La Cina in via Padova non ha paura del coronavirus

Al corteo del 25 aprile, dietro gli striscioni di via Padova

Altro che ghettizzare i cinesi per la psicosi da coronavirus, io che vivo in via Padova non ci penso proprio a emarginare un’etnia. Qui le scuole del Parco Trotter mi hanno insegnato che il sabato si va a scuola per studiare Xuexi hanyu, si studia cinese nei giorni feriali: la scuola si chiama Milan Huaqiao Zhongwen Xuexiao, ed è stata la prima scuola di cinese a Milano, dopo quella del consolato. È stata aperta per non far dimenticare la lingua originaria ai piccoli, poi esiste un’associazione che insegna l’italiano agli arabi. E andando oltre la Città del Sole verso la fine di via Padova (al civico 93) c’è l’asilo nido Il sogno di bimbi. Accoglie bimbi fino a 36 mesi, di norma – perché poi nessuno viene lasciato indietro, e gli ex allievi sono sempre ben accetti. Le cui madri, in uno sforzo enorme per integrarsi o per riscattarsi, hanno trovato un posto accogliente dove lasciare il proprio figlio. Accogliente ed efficiente al punto che anche il Comune, che si trova proprio di fronte, ci manda i casi più gravi. Quelli che lui stesso non riesce a risolvere. Bambini senza documenti, ad esempio. I figli del mare e gli stranieri. Che si uniscono a tutti i bambini esclusi dal servizio nido Comunale. O per problemi di graduatoria o per problemi di documenti. Alcune delle mamme non riescono a pagare. Ma l’asilo non li caccia o smette di nutrirli (e non lo fanno tramite Milano Ristorazione, ma ristorante!), perché conta soltanto su personale qualificato e volontario.

___

__CONSEGNA__
Nel testo su via Padova, fino a quale età accoglie di norma i bambini l'asilo nido Il sogno di bimbi? I record non hanno alcun rapporto con il testo.

(Dati di localizzazione da testo a regione)
___

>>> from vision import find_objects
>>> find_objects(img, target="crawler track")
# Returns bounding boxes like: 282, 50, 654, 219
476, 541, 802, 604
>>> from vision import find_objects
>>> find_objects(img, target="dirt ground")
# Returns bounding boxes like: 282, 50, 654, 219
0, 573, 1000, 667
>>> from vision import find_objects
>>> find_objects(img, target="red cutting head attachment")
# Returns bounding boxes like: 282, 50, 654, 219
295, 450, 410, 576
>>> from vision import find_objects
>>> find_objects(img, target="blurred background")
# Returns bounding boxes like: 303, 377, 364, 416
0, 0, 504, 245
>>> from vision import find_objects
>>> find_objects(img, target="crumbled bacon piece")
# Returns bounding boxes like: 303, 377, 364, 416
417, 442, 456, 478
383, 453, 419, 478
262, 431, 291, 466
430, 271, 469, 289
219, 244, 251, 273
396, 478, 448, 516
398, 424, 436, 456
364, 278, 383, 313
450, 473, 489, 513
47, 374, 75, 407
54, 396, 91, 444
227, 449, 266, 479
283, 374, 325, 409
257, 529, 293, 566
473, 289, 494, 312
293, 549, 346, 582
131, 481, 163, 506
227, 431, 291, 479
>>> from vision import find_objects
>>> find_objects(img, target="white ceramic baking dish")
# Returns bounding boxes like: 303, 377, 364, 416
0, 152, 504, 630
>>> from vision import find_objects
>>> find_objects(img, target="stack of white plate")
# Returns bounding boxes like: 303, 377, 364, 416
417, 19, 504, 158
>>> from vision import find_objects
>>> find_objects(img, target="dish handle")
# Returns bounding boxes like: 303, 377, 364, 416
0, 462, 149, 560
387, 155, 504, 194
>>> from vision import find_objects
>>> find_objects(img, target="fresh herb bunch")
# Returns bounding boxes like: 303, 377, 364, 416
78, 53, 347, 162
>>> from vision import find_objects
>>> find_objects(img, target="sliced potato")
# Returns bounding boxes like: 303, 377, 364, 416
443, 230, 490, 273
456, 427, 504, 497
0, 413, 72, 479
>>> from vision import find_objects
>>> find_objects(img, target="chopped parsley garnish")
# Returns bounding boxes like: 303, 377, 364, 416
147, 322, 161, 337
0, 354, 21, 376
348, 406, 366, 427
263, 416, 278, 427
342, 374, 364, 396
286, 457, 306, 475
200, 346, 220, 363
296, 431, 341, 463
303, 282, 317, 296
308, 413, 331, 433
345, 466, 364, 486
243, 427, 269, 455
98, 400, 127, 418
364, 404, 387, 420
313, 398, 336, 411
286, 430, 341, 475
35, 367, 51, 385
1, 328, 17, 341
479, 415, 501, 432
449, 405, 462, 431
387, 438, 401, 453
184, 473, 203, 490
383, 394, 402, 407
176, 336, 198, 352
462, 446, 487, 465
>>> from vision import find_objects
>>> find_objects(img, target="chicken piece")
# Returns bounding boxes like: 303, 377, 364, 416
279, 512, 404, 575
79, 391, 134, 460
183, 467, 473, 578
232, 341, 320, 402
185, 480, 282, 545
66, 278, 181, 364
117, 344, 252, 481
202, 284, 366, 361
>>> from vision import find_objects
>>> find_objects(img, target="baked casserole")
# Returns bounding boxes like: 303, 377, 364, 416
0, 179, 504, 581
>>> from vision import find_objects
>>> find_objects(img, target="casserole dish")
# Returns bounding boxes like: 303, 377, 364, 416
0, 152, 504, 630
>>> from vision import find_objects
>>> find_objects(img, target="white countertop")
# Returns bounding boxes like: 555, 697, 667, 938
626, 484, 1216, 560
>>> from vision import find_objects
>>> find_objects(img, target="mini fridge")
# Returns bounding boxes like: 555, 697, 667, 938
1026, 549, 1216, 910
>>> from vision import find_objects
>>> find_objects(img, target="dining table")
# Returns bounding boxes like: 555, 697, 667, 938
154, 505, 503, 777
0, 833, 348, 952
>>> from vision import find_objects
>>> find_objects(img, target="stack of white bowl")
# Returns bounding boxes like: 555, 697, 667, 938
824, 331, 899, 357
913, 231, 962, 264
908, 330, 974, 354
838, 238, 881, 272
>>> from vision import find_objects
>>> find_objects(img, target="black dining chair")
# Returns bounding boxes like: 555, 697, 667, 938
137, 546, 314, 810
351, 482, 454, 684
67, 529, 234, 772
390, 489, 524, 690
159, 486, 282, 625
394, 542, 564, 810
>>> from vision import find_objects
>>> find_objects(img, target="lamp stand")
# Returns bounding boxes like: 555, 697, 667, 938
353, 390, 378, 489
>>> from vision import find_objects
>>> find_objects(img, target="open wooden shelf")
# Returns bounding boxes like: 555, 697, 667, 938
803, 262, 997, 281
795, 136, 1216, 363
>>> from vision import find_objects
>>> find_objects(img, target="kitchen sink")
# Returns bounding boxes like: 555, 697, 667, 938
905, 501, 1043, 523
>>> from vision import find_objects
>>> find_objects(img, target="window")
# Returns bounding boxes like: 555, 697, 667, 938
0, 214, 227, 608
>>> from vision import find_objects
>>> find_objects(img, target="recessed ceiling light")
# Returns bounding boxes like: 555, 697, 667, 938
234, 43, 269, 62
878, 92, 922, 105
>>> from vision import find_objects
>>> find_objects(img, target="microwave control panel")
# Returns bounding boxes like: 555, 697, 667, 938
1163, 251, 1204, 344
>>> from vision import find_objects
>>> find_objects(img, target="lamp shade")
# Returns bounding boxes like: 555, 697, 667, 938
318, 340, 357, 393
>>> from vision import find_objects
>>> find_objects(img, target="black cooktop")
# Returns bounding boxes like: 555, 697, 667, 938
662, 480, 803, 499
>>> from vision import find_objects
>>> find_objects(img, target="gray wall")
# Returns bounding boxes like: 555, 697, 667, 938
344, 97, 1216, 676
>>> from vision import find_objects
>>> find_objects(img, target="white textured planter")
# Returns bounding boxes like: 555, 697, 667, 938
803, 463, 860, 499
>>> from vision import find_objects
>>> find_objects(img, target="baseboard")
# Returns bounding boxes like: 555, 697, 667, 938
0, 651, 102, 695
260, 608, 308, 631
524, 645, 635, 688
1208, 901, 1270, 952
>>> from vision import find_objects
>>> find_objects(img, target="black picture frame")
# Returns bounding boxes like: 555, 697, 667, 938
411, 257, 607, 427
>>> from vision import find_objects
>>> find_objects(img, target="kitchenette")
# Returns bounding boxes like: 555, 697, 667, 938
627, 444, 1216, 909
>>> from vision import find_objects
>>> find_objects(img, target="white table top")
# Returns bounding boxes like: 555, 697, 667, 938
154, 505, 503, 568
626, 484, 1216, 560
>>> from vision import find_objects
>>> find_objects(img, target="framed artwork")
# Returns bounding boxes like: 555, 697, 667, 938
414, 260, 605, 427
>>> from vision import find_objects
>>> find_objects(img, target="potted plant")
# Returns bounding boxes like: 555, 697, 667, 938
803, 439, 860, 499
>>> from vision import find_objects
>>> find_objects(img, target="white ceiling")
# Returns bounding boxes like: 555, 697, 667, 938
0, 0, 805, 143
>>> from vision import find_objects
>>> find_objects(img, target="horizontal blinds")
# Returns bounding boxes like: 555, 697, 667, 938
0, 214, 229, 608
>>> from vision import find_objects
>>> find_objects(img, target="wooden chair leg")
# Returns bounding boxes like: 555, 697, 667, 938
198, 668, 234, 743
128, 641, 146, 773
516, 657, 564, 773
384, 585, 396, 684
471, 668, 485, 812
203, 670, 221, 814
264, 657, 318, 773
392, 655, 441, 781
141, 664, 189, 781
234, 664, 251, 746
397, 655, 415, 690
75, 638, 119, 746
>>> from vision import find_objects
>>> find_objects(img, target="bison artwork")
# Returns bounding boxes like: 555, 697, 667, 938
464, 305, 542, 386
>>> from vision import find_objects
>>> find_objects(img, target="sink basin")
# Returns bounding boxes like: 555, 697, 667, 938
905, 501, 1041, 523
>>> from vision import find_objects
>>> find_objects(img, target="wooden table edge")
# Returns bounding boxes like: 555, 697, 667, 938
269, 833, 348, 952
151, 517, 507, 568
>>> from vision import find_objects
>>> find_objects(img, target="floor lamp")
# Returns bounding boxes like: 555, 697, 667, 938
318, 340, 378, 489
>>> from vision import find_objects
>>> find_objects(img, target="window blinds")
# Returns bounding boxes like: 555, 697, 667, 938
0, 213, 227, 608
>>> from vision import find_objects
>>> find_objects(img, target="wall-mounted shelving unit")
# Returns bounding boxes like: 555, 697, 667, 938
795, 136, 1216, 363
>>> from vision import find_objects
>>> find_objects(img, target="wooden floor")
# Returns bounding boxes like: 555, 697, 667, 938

___

__SPAZIO RISPOSTA__
Fino a 36 mesi.